■ **EXERCISE AIM**
Verbatim output of the lines below is required, with the images omitted.
MATERIAL PROVIDED Start Marker
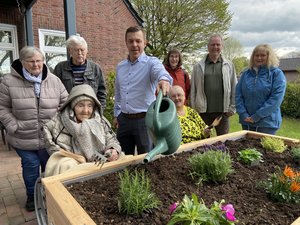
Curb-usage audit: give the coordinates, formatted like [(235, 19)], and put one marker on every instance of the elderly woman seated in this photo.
[(79, 133), (192, 126)]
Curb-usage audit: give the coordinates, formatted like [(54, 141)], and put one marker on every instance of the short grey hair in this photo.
[(75, 40), (29, 51)]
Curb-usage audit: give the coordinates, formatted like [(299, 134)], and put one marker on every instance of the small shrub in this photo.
[(211, 166), (273, 144), (249, 156), (284, 186), (193, 211), (135, 195)]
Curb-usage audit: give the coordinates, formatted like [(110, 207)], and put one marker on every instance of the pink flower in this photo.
[(229, 212), (173, 207)]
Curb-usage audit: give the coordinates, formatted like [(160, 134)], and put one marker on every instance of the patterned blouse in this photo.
[(192, 126)]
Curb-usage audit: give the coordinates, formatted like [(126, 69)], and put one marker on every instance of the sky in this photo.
[(274, 22)]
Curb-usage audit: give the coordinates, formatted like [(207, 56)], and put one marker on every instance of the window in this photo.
[(53, 44), (8, 47)]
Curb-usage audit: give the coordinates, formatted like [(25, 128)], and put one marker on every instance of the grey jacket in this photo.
[(93, 76), (198, 98), (57, 136), (22, 113)]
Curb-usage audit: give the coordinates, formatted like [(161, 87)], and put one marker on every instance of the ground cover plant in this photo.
[(171, 183)]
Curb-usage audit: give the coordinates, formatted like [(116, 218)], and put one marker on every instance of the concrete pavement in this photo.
[(12, 190)]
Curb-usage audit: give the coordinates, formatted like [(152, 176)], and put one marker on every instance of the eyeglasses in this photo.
[(34, 61)]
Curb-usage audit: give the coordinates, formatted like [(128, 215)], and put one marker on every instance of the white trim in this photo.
[(10, 46)]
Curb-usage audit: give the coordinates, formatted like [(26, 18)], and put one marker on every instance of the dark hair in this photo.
[(133, 30), (173, 51)]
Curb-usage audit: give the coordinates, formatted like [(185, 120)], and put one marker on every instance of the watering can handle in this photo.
[(157, 124)]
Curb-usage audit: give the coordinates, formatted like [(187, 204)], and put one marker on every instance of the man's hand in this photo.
[(115, 123), (163, 85)]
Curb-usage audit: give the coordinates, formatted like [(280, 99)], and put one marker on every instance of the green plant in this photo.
[(273, 144), (193, 211), (135, 195), (249, 156), (296, 154), (284, 186), (110, 93), (211, 166)]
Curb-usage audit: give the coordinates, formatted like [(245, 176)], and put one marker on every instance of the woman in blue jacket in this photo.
[(260, 92)]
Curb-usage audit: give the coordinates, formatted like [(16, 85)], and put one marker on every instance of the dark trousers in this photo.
[(31, 161), (222, 128), (133, 133)]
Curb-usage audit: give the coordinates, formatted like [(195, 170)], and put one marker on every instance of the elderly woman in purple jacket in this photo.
[(260, 92), (30, 96)]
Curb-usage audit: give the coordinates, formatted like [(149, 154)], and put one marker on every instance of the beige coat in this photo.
[(22, 113)]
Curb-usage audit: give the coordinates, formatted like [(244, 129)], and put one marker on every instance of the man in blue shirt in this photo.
[(138, 77)]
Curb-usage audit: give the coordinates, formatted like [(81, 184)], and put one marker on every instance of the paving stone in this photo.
[(9, 200), (17, 220), (4, 220), (13, 210)]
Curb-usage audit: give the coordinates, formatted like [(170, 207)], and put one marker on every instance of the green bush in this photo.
[(291, 104), (135, 194), (110, 95), (249, 156), (211, 166)]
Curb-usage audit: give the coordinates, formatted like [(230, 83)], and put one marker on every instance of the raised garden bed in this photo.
[(94, 200)]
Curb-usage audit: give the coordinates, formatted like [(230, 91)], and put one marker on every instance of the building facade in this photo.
[(101, 22)]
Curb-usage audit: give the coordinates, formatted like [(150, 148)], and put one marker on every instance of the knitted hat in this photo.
[(79, 99)]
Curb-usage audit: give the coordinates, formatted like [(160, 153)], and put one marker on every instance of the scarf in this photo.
[(87, 136), (33, 79)]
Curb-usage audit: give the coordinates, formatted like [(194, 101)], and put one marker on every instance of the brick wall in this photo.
[(101, 22)]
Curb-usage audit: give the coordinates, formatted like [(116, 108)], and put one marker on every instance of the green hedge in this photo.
[(110, 93), (291, 103)]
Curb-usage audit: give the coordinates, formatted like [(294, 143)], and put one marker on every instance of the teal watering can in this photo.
[(164, 127)]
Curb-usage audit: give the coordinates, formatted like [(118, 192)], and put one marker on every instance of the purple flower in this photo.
[(229, 212), (173, 207)]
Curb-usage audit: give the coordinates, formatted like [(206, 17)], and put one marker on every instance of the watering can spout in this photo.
[(160, 148)]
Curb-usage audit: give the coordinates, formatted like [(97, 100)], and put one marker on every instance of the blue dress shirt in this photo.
[(136, 84)]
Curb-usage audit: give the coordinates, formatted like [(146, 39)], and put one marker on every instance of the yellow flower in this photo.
[(295, 186), (288, 172)]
MATERIAL PROVIDED End Marker
■ **RESPONSE TO THE EXERCISE**
Curb-usage audit: give the coordinates, formatted like [(235, 19)], and put one marker on every instance of the elderly woman seated in this photo.
[(79, 133), (192, 126)]
Curb-usage audit: give the coordinates, formatted like [(54, 141)], and put one marker on every instance of the short grey hair in this photo.
[(75, 40), (29, 51)]
Curb-usage audit: give the coordinates, formatted like [(299, 134)], and put one marker on every instance of the small shrub in this photo.
[(211, 166), (273, 144), (249, 156), (284, 186), (193, 211), (135, 195)]
Curb-usage audit: give the coordinates, formatted like [(110, 207)], and put one marker on every instance of the pink flower in this photo.
[(229, 212), (173, 207)]
Curb-usage audit: give the coordinates, formatted like [(160, 134)], and put one marker on every instance of the patterned blouse in this photo.
[(192, 126)]
Curb-usage audit: give the coordinates, formatted like [(126, 69)], and put one marker on every instance of the sky in this photo.
[(274, 22)]
Curb-usage audit: give the coordinates, formatted like [(207, 56)], and put one marker on every instance of the window in this photo.
[(53, 44), (8, 47)]
Curb-usage audit: give the coordinates, formatted like [(25, 128)], and put one marker on every instance of the grey jacket in this photo.
[(93, 76), (198, 98), (57, 136), (22, 113)]
Curb-usage audit: give the coordinates, formatted like [(161, 87)], and put one marker on every instance of the ground cover plant in this photo.
[(171, 183)]
Curb-usage audit: give the coordinates, formatted like [(116, 218)], and put one marker on every instance of the concrete pavement in this photo.
[(12, 190)]
Curb-usage audit: give the coordinates, formatted like [(152, 176)], and put one marker on every instance of the eyeglasses in this photo.
[(34, 61)]
Curb-usage audit: give the coordinates, formatted like [(128, 215)], and put one marker on every instance of the white trim in this photo.
[(10, 46)]
Curb-usage audit: give the coordinates, formatted like [(26, 18)], and put one marker on every instance of the dark hair in this photo.
[(133, 30), (173, 51)]
Curb-usage audit: give the coordinates, formatted like [(185, 120)], and put one marker on every instance of the watering can handle in this photo.
[(157, 124)]
Curb-usage audit: give the coordinates, formatted like [(187, 204)], and put one marker on every instance of the man's hand in this photo.
[(115, 123), (163, 85)]
Curb-usage audit: give the coordinates, formatted like [(280, 99)], and put one marker on every instance of the green plant in this photo.
[(273, 144), (193, 211), (135, 195), (249, 156), (296, 154), (284, 186), (110, 93), (211, 166)]
Curb-usage audit: give the coordinates, formatted like [(245, 176)], and put one marker on every instance of the woman in blue jacket in this photo.
[(260, 92)]
Curb-usage audit: give the coordinates, formatted like [(16, 85)], and put one marker on every instance of the dark trousers in this photo.
[(31, 161), (222, 128), (133, 133)]
Curb-usage audit: give the coordinates, formatted like [(195, 170)], and put one marker on every instance of the elderly woman in purple jacket in this photo.
[(260, 92), (30, 96)]
Curb-usage audit: give the coordinates, formatted like [(149, 154)], and put one marker on every instance of the beige coat in this photo.
[(22, 113)]
Curb-usage audit: give the coordinates, formatted like [(244, 129)], and put one marker on every instance of the man in blue shirt in this photo.
[(138, 77)]
Curb-usage audit: give the coordinates, formatted like [(81, 184)], and put one marker on every instance of the paving stone in this photo.
[(9, 200), (17, 220), (4, 220), (13, 210)]
Curb-usage audit: give the coordinates, formatted like [(170, 207)], and put one marker on every instance of the green bush in this photo.
[(291, 104), (135, 194), (110, 95), (249, 156), (211, 166)]
Curb-usage audit: give the coordinates, formatted like [(230, 83)], and put one marker on every instance of the raised garden bed in this photo.
[(94, 200)]
Curb-usage audit: give the coordinates, formatted like [(230, 91)], and put one marker on every instance of the building facade in this photo.
[(101, 22)]
Curb-usage audit: give the coordinates, formatted like [(150, 148)], and put one marker on every instance of the knitted hat in this photo.
[(79, 99)]
Curb-usage audit: give the coordinates, formatted like [(160, 153)], and put one marker on every instance of the scarf in this photo.
[(87, 136), (33, 79)]
Curb-usage audit: give the coordinates, formatted like [(194, 101)], and put one marker on every instance of the brick wall in this photo.
[(101, 22)]
Curb-usage audit: give the coordinates, formatted like [(116, 108)], and put one marker on every instance of the green hedge in this photo.
[(110, 93), (291, 103)]
Curb-usage audit: give the coordinates, formatted like [(294, 143)], and put one marker on every instance of the teal watering can in this photo.
[(164, 127)]
Curb-usage audit: give the coordinates, formatted like [(118, 192)], and put one marker on every instance of the purple flower in this photo.
[(229, 212), (173, 207)]
Curb-usage audit: give the coordinates, formatted like [(206, 17)], and put one marker on every instance of the watering can spout in this photo.
[(160, 148)]
Curb-usage audit: give the coordinates, formatted like [(97, 100)], and put one marker on every instance of the blue dress shirt in this photo.
[(136, 84)]
Curb-usage audit: give the coordinates, formatted like [(146, 39)], and put one marker on every instance of the yellow flower in this photo.
[(295, 186), (288, 172)]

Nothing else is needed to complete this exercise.